What to do: Quote precisely the final stretch of the listing: start at the line containing "find the building" and stop after the last line.

Dataset records:

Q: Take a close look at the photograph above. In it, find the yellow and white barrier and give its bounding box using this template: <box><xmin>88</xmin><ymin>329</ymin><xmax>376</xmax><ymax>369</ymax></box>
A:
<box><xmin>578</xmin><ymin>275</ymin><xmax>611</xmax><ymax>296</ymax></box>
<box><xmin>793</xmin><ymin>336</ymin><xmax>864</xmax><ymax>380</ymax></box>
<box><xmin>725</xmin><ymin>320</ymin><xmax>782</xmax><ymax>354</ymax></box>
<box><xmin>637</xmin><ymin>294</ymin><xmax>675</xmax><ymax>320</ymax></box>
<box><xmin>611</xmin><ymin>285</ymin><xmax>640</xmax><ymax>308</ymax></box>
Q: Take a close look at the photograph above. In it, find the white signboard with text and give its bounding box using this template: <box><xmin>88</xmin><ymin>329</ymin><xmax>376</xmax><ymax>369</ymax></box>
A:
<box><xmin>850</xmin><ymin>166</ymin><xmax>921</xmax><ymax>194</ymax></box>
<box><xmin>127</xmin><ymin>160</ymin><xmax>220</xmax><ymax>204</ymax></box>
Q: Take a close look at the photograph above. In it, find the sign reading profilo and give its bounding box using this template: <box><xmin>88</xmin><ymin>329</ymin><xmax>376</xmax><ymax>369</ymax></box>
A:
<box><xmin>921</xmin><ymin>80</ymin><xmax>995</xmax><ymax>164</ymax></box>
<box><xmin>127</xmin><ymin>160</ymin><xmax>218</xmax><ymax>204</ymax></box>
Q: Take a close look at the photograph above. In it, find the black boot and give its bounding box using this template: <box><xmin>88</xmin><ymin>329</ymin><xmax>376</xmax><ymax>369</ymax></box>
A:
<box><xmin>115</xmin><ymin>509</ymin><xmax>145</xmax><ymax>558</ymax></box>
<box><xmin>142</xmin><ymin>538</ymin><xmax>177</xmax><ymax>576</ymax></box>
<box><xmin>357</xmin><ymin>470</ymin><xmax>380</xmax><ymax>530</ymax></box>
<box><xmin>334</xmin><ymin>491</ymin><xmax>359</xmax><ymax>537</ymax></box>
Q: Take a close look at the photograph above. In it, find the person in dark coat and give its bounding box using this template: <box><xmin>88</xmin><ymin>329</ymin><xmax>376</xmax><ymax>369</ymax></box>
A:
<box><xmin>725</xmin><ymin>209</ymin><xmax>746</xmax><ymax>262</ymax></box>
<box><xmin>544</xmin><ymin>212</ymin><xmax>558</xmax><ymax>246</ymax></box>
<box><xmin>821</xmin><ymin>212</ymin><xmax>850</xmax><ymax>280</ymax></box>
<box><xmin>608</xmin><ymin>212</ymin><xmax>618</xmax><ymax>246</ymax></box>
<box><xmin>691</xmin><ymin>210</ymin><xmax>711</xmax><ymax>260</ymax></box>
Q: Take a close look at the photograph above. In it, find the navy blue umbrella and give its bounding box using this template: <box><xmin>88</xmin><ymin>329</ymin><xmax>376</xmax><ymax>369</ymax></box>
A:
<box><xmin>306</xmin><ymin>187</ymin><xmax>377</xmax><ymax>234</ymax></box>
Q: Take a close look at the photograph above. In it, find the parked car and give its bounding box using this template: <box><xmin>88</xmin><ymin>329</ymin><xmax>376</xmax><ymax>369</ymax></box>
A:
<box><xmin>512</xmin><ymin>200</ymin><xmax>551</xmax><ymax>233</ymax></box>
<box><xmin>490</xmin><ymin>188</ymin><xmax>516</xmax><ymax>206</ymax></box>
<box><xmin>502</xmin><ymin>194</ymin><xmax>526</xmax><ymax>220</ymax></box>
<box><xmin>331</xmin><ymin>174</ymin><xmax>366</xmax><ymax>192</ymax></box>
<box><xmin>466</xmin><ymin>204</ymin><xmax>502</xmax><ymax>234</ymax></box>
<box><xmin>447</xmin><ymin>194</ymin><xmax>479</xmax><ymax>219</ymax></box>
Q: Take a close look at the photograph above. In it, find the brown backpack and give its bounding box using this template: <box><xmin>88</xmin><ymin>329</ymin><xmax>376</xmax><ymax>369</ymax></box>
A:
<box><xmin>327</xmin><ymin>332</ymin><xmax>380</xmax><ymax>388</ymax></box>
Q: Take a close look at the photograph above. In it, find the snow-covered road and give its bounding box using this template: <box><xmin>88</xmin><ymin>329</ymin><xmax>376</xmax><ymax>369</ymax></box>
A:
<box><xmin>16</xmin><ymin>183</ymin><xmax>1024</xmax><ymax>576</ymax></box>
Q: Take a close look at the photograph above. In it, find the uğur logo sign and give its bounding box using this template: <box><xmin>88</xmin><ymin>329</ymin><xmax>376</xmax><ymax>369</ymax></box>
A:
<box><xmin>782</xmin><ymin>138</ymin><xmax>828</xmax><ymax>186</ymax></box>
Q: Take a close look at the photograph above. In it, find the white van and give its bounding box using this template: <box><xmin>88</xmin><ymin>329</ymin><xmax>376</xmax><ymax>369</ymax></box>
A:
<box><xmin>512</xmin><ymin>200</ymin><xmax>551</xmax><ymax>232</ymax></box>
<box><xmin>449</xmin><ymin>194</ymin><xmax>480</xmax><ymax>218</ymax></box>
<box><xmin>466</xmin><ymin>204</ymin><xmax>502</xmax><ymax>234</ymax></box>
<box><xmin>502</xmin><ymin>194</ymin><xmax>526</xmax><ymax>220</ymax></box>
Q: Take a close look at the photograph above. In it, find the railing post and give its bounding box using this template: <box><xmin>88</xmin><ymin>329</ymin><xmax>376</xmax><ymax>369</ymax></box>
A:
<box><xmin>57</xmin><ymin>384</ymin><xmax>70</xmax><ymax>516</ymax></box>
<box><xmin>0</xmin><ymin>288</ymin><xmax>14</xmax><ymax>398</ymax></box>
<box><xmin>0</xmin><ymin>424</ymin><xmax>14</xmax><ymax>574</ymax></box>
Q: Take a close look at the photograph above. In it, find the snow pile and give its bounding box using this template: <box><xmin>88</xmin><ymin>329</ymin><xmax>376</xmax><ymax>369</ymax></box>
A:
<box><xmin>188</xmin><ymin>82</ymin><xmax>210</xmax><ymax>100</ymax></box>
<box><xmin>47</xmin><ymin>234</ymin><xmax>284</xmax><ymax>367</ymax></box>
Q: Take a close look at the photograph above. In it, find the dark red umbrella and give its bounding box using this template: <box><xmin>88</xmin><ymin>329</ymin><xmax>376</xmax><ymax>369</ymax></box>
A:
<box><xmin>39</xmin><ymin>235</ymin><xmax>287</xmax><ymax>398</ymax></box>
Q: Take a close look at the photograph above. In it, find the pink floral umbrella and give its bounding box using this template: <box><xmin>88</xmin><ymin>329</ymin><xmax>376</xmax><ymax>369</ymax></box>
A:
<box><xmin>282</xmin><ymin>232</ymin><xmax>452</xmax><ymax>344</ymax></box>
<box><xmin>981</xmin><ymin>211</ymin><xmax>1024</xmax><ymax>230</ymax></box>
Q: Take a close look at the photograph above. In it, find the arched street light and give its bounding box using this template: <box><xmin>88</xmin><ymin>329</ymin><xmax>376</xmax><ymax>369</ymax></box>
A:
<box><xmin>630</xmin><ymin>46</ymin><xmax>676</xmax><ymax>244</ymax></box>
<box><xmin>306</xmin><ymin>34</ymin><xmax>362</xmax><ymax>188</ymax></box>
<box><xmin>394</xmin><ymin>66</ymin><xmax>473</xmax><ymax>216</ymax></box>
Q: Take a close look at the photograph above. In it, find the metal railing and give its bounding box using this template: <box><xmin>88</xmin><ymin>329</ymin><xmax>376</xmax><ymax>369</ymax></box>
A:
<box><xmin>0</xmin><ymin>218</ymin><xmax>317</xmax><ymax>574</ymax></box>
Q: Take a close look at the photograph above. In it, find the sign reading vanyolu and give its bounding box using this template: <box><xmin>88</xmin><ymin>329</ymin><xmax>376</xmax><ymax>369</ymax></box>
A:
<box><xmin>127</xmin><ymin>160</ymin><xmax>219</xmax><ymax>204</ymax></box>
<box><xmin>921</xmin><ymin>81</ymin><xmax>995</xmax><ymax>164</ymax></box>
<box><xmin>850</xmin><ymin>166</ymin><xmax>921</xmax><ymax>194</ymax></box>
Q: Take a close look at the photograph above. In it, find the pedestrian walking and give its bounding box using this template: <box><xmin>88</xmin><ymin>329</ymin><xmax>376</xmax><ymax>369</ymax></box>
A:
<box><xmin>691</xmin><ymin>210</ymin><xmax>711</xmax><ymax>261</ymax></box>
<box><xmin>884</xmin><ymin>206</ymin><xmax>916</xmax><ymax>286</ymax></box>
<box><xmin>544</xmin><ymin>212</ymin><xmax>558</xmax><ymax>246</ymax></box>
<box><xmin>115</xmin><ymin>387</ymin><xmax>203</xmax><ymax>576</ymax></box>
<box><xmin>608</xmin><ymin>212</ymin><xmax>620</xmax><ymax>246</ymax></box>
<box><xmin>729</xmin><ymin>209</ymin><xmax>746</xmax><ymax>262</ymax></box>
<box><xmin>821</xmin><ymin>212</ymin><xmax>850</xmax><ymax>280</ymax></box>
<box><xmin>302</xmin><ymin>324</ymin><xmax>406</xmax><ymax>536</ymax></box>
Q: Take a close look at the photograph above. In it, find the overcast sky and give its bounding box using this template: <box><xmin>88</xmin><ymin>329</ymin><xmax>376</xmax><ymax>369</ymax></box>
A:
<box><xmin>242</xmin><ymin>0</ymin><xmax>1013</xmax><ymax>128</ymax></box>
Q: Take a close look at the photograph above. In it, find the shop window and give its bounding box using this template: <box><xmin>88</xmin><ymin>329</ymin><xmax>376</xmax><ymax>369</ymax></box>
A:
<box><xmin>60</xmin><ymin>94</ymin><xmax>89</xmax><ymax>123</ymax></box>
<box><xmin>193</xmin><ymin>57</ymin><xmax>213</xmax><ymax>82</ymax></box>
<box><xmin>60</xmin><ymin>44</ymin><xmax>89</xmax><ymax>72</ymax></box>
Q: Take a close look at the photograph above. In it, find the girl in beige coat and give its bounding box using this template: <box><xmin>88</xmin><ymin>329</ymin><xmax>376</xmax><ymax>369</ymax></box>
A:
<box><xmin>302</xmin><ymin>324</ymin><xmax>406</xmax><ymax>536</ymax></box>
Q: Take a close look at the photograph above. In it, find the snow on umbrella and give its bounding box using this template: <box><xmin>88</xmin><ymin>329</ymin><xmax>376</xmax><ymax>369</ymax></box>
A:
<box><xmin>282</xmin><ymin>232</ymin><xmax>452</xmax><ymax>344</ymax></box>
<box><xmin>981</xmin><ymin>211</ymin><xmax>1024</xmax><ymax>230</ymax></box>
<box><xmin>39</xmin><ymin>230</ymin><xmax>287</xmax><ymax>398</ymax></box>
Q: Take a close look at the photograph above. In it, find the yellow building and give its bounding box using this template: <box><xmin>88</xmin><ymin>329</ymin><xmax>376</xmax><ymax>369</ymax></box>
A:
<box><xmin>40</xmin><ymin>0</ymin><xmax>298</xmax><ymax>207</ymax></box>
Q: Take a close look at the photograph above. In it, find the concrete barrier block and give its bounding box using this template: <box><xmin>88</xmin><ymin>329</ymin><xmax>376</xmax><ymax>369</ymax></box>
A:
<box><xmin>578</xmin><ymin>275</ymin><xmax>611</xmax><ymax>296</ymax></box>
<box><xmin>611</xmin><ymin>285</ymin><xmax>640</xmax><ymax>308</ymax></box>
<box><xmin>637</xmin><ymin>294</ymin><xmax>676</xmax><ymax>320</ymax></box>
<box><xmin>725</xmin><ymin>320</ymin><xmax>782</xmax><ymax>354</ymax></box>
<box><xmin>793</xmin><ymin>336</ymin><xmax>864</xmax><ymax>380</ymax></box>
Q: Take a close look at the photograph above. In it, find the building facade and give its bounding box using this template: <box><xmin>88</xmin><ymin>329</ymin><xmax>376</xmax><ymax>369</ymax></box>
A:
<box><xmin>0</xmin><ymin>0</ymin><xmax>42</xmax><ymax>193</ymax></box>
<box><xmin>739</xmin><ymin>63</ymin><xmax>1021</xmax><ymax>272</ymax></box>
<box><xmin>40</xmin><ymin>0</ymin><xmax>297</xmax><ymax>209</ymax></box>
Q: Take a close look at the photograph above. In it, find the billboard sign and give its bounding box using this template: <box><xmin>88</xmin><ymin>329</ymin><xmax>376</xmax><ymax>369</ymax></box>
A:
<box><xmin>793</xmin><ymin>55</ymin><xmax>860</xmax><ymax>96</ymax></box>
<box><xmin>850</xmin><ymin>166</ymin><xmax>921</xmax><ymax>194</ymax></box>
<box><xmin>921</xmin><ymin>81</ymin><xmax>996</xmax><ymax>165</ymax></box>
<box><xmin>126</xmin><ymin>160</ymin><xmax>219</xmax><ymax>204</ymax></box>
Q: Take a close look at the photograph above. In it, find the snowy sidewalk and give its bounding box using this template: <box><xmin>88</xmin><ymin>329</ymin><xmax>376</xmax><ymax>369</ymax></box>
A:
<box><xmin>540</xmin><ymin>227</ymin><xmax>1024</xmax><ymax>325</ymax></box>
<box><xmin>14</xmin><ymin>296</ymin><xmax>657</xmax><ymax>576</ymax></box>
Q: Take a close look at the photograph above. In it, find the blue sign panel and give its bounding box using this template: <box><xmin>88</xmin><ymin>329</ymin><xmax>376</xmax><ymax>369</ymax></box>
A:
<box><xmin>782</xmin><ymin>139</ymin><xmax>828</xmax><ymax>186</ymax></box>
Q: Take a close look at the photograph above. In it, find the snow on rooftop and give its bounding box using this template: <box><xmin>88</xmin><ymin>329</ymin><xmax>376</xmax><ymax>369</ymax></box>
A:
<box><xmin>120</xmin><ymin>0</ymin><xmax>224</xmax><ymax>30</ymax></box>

Correct result:
Q: Take a close look at the photograph above. In it, find the building facade and give its bounding box using this template: <box><xmin>88</xmin><ymin>329</ymin><xmax>376</xmax><ymax>369</ymax></box>
A:
<box><xmin>0</xmin><ymin>0</ymin><xmax>42</xmax><ymax>193</ymax></box>
<box><xmin>739</xmin><ymin>63</ymin><xmax>1021</xmax><ymax>272</ymax></box>
<box><xmin>40</xmin><ymin>0</ymin><xmax>297</xmax><ymax>209</ymax></box>
Q: Take a close look at the photograph above. In it, find the billboard sign and give its bounding box using this template: <box><xmin>88</xmin><ymin>329</ymin><xmax>376</xmax><ymax>369</ymax></box>
A:
<box><xmin>793</xmin><ymin>55</ymin><xmax>860</xmax><ymax>96</ymax></box>
<box><xmin>850</xmin><ymin>166</ymin><xmax>921</xmax><ymax>194</ymax></box>
<box><xmin>921</xmin><ymin>81</ymin><xmax>996</xmax><ymax>165</ymax></box>
<box><xmin>126</xmin><ymin>160</ymin><xmax>219</xmax><ymax>204</ymax></box>
Q: Take a close look at the photograph above. In it, find the snowy sidewalk and give its bounding box using this template: <box><xmin>88</xmin><ymin>329</ymin><xmax>376</xmax><ymax>369</ymax></box>
A:
<box><xmin>540</xmin><ymin>227</ymin><xmax>1024</xmax><ymax>325</ymax></box>
<box><xmin>14</xmin><ymin>296</ymin><xmax>657</xmax><ymax>576</ymax></box>
Q: Take a close look at the photograph above. In it, find the blue sign panel and give its bounding box using this template: <box><xmin>88</xmin><ymin>329</ymin><xmax>376</xmax><ymax>369</ymax></box>
A:
<box><xmin>782</xmin><ymin>139</ymin><xmax>828</xmax><ymax>186</ymax></box>
Q: Take a close look at the photograph above. In it, find the snow on rooftop and give its bounding box using this template: <box><xmin>88</xmin><ymin>329</ymin><xmax>376</xmax><ymax>369</ymax></box>
A:
<box><xmin>120</xmin><ymin>0</ymin><xmax>224</xmax><ymax>30</ymax></box>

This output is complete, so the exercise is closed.